### Complete the following
**a)** In the homeowner insurance article, switch "jurisdictions" to "localities" and write out the passage between "There are several" and "this particular pitfall.", inclusive.
**b)** Convert the listing, from the line containing "Indicate the jagged" through its end, into a Markdown table with columns n and Line. Number the rows and leave out blank lines.

### Quoted passage
○ ○ ○ ○ ○

By: Kurt W. Melchior
06/24/08

The recent wildfires in Northern California and elsewhere provide a timely reminder that you should evaluate your property insurance—particularly your homeowner's policy, including policy provisions and limits—each year. It seems the media tell the same story after every disaster: that most homeowner policies do not fully cover the costs of rebuilding. A recent Court of Appeal decision involving a homeowner policy underscores this point. It must be noted, however, that these issues are not unique to homeowner insurance but can and do apply more broadly to all property insurance.

There are several reasons why your policy may not fully cover rebuilding costs. Many policies are not "guaranteed replacement" policies. Some have overall limits that have not kept place with ever-increasing costs of construction. Still others lack "building code upgrade" endorsements. Homeowners are often surprised to learn that property policies (even those with "guaranteed replacement" provisions) only cover the cost of rebuilding structures as they existed, which creates a problem in those controlling jurisdictions that do not permit rebuilding older structures as they existed. Consulting with builders in your local area about the likely cost of mandatory building code upgrades, some of which are designed to provide better fire safety in state-designated fire hazard areas, can help you avoid this particular pitfall.

Homeowners need to periodically re-examine their policy limits to make sure their properties are adequately insured. The law generally does not require agents and insurers to undertake that task unless they are specifically asked to do so. It is up to you to make sure your insurance agent or broker understands the value and extent of the coverage you're seeking. You should not only insist on the extent of coverage you want, but should also read the binder and the policy to be certain you actually get what you're seeking. A recent Court of Appeal decision that places the responsibility for obtaining adequate insurance squarely on homeowners underscores this point.

○ ○ ○ ○ ○

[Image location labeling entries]
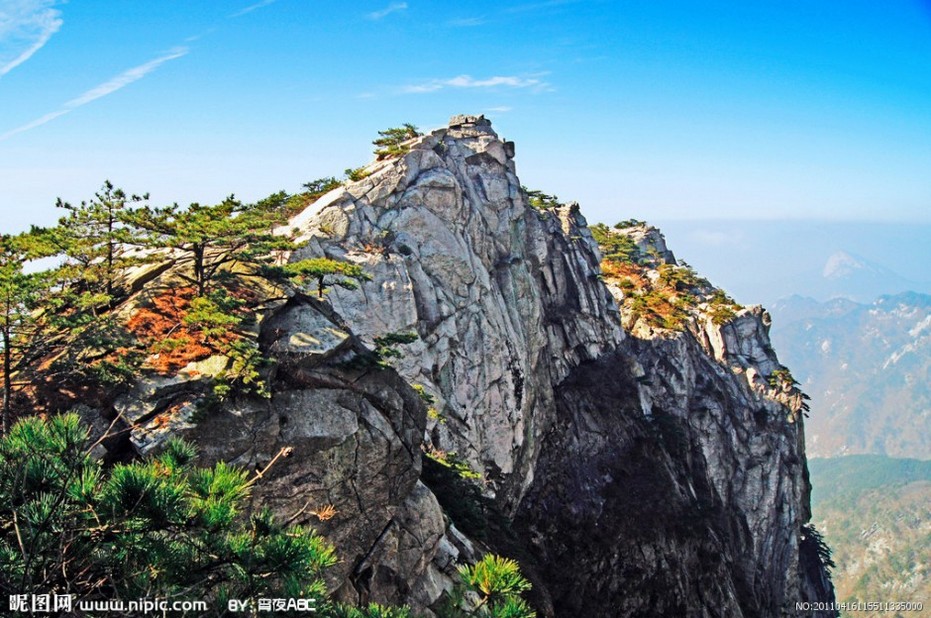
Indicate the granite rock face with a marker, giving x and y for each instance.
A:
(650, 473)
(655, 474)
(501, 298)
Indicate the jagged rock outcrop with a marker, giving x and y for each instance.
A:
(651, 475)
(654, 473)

○ ○ ○ ○ ○

### Answer set
**a)**
There are several reasons why your policy may not fully cover rebuilding costs. Many policies are not "guaranteed replacement" policies. Some have overall limits that have not kept place with ever-increasing costs of construction. Still others lack "building code upgrade" endorsements. Homeowners are often surprised to learn that property policies (even those with "guaranteed replacement" provisions) only cover the cost of rebuilding structures as they existed, which creates a problem in those controlling localities that do not permit rebuilding older structures as they existed. Consulting with builders in your local area about the likely cost of mandatory building code upgrades, some of which are designed to provide better fire safety in state-designated fire hazard areas, can help you avoid this particular pitfall.

**b)**
| n | Line |
|---|---|
| 1 | Indicate the jagged rock outcrop with a marker, giving x and y for each instance. |
| 2 | A: |
| 3 | (651, 475) |
| 4 | (654, 473) |